_Your task:_
Transcribe all records exactly.

_Exercise data:_
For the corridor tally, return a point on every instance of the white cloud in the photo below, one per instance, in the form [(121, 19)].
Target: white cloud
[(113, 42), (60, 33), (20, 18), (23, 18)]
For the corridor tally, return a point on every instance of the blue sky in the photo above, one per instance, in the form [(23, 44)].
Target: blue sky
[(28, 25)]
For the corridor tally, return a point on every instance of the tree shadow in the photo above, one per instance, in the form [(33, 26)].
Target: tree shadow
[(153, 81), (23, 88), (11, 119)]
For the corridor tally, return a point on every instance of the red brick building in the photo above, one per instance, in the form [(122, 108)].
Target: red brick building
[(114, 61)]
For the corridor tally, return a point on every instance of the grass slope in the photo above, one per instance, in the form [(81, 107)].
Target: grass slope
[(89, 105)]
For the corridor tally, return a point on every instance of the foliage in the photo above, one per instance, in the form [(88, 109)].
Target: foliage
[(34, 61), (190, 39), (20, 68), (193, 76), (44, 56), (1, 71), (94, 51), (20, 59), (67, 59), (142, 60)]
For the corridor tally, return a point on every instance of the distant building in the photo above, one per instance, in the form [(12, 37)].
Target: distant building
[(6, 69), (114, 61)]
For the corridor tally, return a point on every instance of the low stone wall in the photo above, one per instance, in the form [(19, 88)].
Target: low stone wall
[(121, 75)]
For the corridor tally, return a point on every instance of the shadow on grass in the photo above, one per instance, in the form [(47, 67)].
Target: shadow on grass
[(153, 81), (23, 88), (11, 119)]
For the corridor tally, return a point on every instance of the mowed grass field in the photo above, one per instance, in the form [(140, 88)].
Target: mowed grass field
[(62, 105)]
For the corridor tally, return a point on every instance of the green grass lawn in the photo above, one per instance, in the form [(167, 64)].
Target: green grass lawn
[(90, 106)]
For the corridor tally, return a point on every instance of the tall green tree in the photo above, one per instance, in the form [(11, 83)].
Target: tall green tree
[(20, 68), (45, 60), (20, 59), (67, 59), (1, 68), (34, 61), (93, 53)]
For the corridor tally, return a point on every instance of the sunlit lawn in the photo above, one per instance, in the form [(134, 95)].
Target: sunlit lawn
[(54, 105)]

_Task solution:_
For the corridor tally, return a point on every instance of the white cloud in the photo below, one per instance, in the form [(121, 19)].
Target: white cloud
[(113, 42), (60, 33), (20, 18), (23, 18)]
For the corridor tally, return a point on every instance of the blue sky in the photo above, one per instance, in the form [(23, 44)].
Target: blue sky
[(28, 25)]
For the corridor tally, return a point on every instance of the tree shadow in the photo above, one per instance, in the form [(33, 26)].
Target: tree shadow
[(153, 81), (23, 88), (11, 119)]
For the corridor tally, return a point on every instance of the red brick building in the photo above, one per instance, in the form [(122, 108)].
Target: red brick building
[(114, 61)]
For the corridor tally, return a point on every instance of the grass slope in the photo above, one per instance, in the form [(81, 107)].
Target: grass slope
[(89, 105)]
For the corridor tally, return a point on every instance of the foliage in the photo above, one per instance, in the form [(88, 109)].
Target: foliage
[(34, 61), (190, 39), (20, 68), (193, 76), (44, 56), (1, 71), (94, 51), (20, 59), (67, 59), (142, 60)]
For the corridor tally, return a point on every instance of the distant building in the photo above, one per instance, in the form [(12, 37)].
Target: distant building
[(6, 69), (114, 61)]
For the corridor tally, return a point on every instance of the low stone wall in the photo above, one per instance, in the form [(19, 88)].
Target: low stone wall
[(121, 75)]
For the corridor tally, return a point on every instance of the shadow on grass in the photo above, one per instance, in the form [(47, 67)].
Target: shadow on grass
[(153, 81), (23, 88), (11, 119)]
For the corridor tally, return a point on every instance of the mowed grass field in the photo above, one per instance, in the form [(140, 88)].
Target: mowed grass field
[(62, 105)]
For the corridor tally, return a point on every instance of the green grass lawn in the photo above, one per instance, in the form [(167, 64)].
Target: green grass lawn
[(90, 106)]
For the corridor tally, return a point on every instance of the tall green tree in the photo above, one per instance, in the form [(11, 83)].
Target: tall green tree
[(20, 68), (45, 60), (20, 59), (67, 59), (1, 68), (34, 61), (93, 53)]
For the corridor tally, return a point on every instance of the sunlit lawn in the photo above, one per instance, in the form [(134, 95)].
Target: sunlit lawn
[(54, 105)]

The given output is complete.